But that would leave nothing for groceries. If she missed the car payments, their credit would be hurt.

The only credit card was "maxed out." Her family and friends weren't in a position to help.

So she took out a $200 "payday loan," which let her clear the week's financial hurdles. With her next paycheck, she repaid the loan plus a $35 fee.

"It was extremely convenient," she said, though she paid the equivalent of a 455 percent annual interest rate.

Critics of the burgeoning payday-loan industry say consumers are paying too high a price for convenience: not just triple-digit interest rates, but also an endless cycle of debt. Some state lawmakers agree, and the industry is now the target of two reform proposals.

Payday loans also known as payday advances are short-term loans of $50 to $300 made by check-cashing firms. A borrower immediately writes a personal check that repays the loan plus an extra amount that consumer advocates call an interest payment but the lenders call a fee. The lender agrees not to deposit the check until the borrower's next payday. The borrower walks out the door with a fistful of fast cash.

But consumers who take out payday loans are walking into a debt trap, says Shelley Curran, policy analyst at Consumers Union, the nonprofit publisher of Consumer Reports magazine. Many can't repay the loan in the typical two-week period and end up renewing it again and again, she says. When they do that, consumers pay the same fees without paying down the principal, Curran says. "It's still an absolutely incredible amount of money."

----------

Reproduce the passage about payday loans above word for word, in full.

Information supplied:
----------

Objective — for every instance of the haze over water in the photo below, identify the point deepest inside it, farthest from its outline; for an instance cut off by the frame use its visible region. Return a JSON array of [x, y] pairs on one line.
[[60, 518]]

----------

Worked answer:
But that would leave nothing for groceries. If she missed the car payments, their credit would be hurt.

The only credit card was "maxed out." Her family and friends weren't in a position to help.

So she took out a $200 "payday loan," which let her clear the week's financial hurdles. With her next paycheck, she repaid the loan plus a $35 fee.

"It was extremely convenient," she said, though she paid the equivalent of a 455 percent annual interest rate.

Critics of the burgeoning payday-loan industry say consumers are paying too high a price for convenience: not just triple-digit interest rates, but also an endless cycle of debt. Some state lawmakers agree, and the industry is now the target of two reform proposals.

Payday loans also known as payday advances are short-term loans of $50 to $300 made by check-cashing firms. A borrower immediately writes a personal check that repays the loan plus an extra amount that consumer advocates call an interest payment but the lenders call a fee. The lender agrees not to deposit the check until the borrower's next payday. The borrower walks out the door with a fistful of fast cash.

But consumers who take out payday loans are walking into a debt trap, says Shelley Curran, policy analyst at Consumers Union, the nonprofit publisher of Consumer Reports magazine. Many can't repay the loan in the typical two-week period and end up renewing it again and again, she says. When they do that, consumers pay the same fees without paying down the principal, Curran says. "It's still an absolutely incredible amount of money."